Task:
Write out each line from the data below that includes the word "locate".

Records to process:
_ _ _ _

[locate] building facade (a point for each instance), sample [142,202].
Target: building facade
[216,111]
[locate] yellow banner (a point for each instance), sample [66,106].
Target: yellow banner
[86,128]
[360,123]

_ _ _ _

Problem solution:
[locate] building facade (a point for each instance), sample [142,202].
[locate] yellow banner (a point for each instance), sample [66,106].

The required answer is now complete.